Le rapport pose une affirmation : la baisse de qualité des logements neufs. « La réduction de la surface habitable des logements est admise par l’ensemble des personnalités rencontrées », elle s’accompagne d’une diminution des hauteurs sous plafond, de la part des logements traversants et d’autres évolutions nuisant à la qualité des logements, comme la raréfaction des espaces de rangement. Précision importante : ce constat, qui selon le rapport est partagé par les représentants des professions consultées, concerne exclusivement les appartements, car les maisons individuelles voient, elles, leur surface augmenter Notons néanmoins que le premier promoteur de France s’inscrit en faux de cette affirmation[1].
Cette dégradation est, nous dit-on, la conséquence des évolutions démographiques et économiques des dernières décennies, en premier lieu le phénomène de métropolisation : « Dans ce contexte [la métropolisation et la nécessité de se loger à proximité des zones d’emploi] de contrainte, la recherche de performance économique a abouti inexorablement à une réduction de certaines qualités fondamentales des logements. Ainsi principalement les surfaces et les systèmes de distribution des immeubles en ont souffert ».
Le rapport s’attache donc à identifier les mécanismes qui ont conduit à cette supposée dégradation et à proposer des mesures censées y remédier. L’augmentation du coût des logements neufs, sous l’effet notamment de l’envolée des coûts fonciers, semble logiquement conduire à une réduction des dimensions des logements et des pièces. Curieusement, l’institution des normes « handicapés » n’est guère mentionnée, alors que les promoteurs avaient alors souligné que les contraintes de circulation qu’elles imposaient avaient conduit à réduire la surface des pièces non concernées par ces normes.

» Données de travail
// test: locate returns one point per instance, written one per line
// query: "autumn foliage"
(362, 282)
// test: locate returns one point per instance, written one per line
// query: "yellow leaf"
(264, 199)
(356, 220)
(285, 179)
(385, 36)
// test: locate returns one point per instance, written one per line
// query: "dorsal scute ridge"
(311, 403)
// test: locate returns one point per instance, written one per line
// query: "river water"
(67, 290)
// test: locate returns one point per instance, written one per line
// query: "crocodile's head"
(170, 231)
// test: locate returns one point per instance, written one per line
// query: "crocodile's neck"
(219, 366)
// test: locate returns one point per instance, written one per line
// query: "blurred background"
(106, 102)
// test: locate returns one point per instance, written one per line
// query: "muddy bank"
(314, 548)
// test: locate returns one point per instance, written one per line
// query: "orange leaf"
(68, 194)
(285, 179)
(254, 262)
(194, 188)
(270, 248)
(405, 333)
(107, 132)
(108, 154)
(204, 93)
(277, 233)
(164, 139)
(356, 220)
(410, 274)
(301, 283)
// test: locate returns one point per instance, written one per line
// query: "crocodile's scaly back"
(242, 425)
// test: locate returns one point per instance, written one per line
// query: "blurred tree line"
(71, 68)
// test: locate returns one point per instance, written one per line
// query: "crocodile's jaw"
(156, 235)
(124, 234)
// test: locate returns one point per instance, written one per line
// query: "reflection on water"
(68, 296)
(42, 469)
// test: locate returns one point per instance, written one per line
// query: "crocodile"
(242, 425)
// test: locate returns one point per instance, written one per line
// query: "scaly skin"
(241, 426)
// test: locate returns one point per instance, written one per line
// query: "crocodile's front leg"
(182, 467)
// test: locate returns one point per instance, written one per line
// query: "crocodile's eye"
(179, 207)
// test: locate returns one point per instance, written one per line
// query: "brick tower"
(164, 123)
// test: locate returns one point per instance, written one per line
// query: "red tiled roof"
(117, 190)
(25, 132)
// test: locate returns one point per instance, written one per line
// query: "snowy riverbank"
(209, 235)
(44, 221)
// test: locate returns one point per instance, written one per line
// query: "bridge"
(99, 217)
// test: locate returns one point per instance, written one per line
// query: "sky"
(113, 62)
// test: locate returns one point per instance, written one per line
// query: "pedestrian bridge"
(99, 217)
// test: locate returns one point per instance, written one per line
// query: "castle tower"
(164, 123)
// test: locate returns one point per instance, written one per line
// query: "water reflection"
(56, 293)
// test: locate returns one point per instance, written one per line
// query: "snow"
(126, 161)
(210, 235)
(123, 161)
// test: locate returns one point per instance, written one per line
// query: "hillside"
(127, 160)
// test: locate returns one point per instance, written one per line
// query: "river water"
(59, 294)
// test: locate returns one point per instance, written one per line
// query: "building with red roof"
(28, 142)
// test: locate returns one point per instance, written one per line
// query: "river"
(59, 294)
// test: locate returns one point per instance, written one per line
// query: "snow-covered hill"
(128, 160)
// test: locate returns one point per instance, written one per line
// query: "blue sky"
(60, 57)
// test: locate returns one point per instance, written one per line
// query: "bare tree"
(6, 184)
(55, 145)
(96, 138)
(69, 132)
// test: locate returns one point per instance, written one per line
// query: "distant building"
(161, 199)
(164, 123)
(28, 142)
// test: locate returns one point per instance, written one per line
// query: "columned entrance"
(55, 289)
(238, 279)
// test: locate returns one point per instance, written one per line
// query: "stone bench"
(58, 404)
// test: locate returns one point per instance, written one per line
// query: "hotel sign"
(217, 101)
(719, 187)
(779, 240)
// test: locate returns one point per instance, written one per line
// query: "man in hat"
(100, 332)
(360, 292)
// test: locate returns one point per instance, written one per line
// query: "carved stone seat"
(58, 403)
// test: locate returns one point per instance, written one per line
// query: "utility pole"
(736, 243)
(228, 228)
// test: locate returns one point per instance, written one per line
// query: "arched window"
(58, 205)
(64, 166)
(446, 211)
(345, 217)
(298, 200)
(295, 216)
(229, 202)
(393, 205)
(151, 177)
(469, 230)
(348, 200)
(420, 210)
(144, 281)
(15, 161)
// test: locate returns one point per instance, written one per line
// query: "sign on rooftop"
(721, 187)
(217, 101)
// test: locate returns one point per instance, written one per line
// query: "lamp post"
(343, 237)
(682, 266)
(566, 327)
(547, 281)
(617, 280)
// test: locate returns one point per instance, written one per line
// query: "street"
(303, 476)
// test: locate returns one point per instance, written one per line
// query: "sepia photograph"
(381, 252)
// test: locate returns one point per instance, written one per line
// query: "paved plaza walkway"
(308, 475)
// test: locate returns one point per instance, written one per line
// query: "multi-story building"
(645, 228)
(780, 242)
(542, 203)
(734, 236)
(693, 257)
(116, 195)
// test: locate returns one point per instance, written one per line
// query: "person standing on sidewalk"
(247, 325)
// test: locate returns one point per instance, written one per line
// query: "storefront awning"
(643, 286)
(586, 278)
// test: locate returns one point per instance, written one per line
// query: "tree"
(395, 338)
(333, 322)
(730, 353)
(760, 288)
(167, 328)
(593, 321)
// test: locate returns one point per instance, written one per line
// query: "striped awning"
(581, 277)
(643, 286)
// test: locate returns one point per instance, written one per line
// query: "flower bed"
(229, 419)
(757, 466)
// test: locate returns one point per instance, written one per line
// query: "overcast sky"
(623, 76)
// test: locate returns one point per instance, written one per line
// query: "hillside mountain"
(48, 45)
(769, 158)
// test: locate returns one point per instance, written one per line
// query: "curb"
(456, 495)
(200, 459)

* * *

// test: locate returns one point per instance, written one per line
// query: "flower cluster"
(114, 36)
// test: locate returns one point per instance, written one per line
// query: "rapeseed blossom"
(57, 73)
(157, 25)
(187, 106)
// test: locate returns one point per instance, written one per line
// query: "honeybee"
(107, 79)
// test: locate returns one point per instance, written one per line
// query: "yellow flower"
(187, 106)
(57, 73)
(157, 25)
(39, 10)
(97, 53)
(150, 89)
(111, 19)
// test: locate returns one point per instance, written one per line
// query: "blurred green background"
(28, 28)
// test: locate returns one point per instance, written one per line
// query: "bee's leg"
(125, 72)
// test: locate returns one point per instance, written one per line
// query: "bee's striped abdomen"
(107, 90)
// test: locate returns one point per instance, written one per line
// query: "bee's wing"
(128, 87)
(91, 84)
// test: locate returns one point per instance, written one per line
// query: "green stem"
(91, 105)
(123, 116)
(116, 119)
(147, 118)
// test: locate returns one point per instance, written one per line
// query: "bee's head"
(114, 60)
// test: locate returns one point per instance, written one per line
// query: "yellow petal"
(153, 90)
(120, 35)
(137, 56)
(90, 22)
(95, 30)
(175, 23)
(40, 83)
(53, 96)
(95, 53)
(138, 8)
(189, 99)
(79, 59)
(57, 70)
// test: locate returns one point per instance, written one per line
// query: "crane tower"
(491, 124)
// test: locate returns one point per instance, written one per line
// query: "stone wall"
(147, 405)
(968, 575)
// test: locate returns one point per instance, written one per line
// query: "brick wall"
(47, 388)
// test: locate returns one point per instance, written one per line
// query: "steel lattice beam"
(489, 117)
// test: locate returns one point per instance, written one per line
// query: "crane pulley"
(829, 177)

» Consignes de l'exercice
a - Dans le passage sur la qualité des logements neufs, relevez toutes les évolutions qui, selon le rapport, dégradent la qualité des appartements.
b - Repérez dans les enregistrements chaque ligne qui contient la chaîne « leaf » et recopiez-la.

» Résultats par consigne
a -
- La réduction de la surface habitable des logements
- La diminution des hauteurs sous plafond
- La diminution de la part des logements traversants
- La raréfaction des espaces de rangement

b -
// query: "yellow leaf"
// query: "orange leaf"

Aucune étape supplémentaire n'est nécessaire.